* WHAT IS REQUIRED
Please give every record below again exactly, and keep the pictures out.

* DATA UNDER STUDY
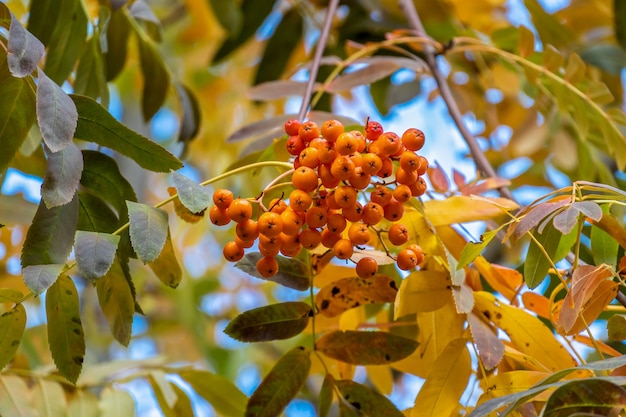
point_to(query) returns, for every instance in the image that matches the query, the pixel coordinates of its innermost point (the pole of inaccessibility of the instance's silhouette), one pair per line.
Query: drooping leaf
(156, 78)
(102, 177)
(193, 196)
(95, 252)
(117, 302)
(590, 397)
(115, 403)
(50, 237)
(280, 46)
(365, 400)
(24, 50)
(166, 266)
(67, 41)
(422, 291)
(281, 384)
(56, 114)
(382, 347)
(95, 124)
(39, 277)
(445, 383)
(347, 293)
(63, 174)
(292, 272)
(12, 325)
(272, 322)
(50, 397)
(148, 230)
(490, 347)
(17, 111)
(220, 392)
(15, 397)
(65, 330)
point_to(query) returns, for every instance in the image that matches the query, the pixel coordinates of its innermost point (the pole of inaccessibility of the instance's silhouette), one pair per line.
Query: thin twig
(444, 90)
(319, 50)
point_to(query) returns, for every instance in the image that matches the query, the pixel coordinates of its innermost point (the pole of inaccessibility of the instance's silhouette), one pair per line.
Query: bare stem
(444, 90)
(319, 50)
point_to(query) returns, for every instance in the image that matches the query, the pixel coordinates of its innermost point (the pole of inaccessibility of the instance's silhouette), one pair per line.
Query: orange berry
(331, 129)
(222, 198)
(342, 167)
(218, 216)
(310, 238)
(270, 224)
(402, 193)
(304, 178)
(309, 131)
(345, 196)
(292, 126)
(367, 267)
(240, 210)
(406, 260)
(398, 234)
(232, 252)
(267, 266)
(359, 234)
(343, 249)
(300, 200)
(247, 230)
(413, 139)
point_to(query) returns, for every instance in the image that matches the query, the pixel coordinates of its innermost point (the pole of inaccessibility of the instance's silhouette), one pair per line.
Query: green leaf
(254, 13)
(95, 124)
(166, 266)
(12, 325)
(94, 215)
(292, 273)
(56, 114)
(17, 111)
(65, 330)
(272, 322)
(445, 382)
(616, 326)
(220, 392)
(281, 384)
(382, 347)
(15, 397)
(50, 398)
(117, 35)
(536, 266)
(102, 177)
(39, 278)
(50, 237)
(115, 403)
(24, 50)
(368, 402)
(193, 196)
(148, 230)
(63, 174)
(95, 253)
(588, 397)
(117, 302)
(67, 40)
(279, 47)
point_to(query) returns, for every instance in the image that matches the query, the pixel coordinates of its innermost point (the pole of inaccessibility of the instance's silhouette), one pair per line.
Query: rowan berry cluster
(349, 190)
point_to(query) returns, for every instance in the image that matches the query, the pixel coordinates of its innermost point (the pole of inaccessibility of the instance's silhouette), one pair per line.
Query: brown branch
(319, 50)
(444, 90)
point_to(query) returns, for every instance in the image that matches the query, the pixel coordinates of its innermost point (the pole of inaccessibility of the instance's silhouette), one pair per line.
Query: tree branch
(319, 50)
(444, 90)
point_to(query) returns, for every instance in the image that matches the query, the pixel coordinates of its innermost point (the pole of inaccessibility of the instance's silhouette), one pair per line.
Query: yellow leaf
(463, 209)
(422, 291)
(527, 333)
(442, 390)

* EXERCISE RESULT
point_to(query) returns, for every instance in the image that matches the query, the pixel coordinates of its innermost point (the pole of inaccessibility of the instance's silhouette), one pair per line.
Query: drooping leaf
(156, 78)
(102, 177)
(193, 196)
(95, 252)
(117, 302)
(590, 397)
(115, 403)
(50, 237)
(280, 46)
(365, 400)
(24, 50)
(166, 266)
(67, 41)
(422, 291)
(281, 384)
(56, 114)
(382, 347)
(95, 124)
(39, 277)
(445, 383)
(347, 293)
(63, 174)
(292, 272)
(12, 325)
(272, 322)
(50, 397)
(148, 230)
(490, 347)
(17, 111)
(220, 392)
(15, 397)
(65, 330)
point_to(query) returns, for every instance in the image that matches the query, the pixel coordinates of its innermost point (the pole of inaccessibility of the instance's silhouette), one pair per line.
Query: thin twig
(444, 90)
(319, 50)
point_to(query) returns, for every instance in the image that matches the query, the pixel coordinates of its innermost point (the pole of inaccessibility of the instance's silhouette), one pair per line.
Query: bare stem
(444, 90)
(319, 50)
point_to(query) returns, for every instance in the image that matches the query, the pixel coordinates of its innermost point (the pole of inaccessibility of the instance's silhouette), one pair per line.
Query: orange berry
(331, 129)
(222, 198)
(342, 167)
(218, 216)
(310, 238)
(270, 224)
(402, 193)
(304, 178)
(309, 131)
(345, 196)
(292, 126)
(367, 267)
(240, 210)
(406, 260)
(398, 234)
(232, 252)
(267, 266)
(359, 234)
(343, 249)
(300, 200)
(247, 230)
(413, 139)
point_to(query) returns, for every instance in the image that matches the query, the pixel coordinates of its innermost point (the pole of inaccessibility of the instance's silhouette), one pair per line.
Query: green leaf
(254, 13)
(95, 124)
(166, 266)
(12, 325)
(94, 215)
(292, 273)
(56, 114)
(17, 111)
(65, 330)
(272, 322)
(445, 382)
(616, 326)
(220, 392)
(281, 384)
(382, 347)
(15, 397)
(50, 398)
(117, 35)
(536, 266)
(102, 177)
(39, 278)
(50, 237)
(115, 403)
(24, 50)
(368, 402)
(193, 196)
(148, 230)
(63, 174)
(95, 253)
(588, 397)
(117, 302)
(67, 40)
(279, 47)
point_to(query) returns, for every instance in the image that matches the query, the pixel coordinates of its innermost point (the pole of inaccessibility of the instance's silhouette), one pair per line.
Query: rowan berry cluster
(349, 190)
point_to(query) returns, for every instance in the image that matches the query, the pixel coordinates of its innermost point (the pole of inaccessibility of the instance's silhouette), one pair per line.
Query: brown branch
(319, 50)
(444, 90)
point_to(query) returns, for every instance in the image that matches the query, the pixel coordinates of its innermost point (the pole of inaccessibility of the instance's silhouette), one pair per line.
Query: tree branch
(319, 50)
(444, 90)
point_to(query) returns, for every instance in the image that matches the query, the pixel coordinates of its innermost point (the pole of inaccessibility of the instance's silhouette), one pair per line.
Query: yellow leaf
(463, 209)
(422, 291)
(527, 333)
(442, 390)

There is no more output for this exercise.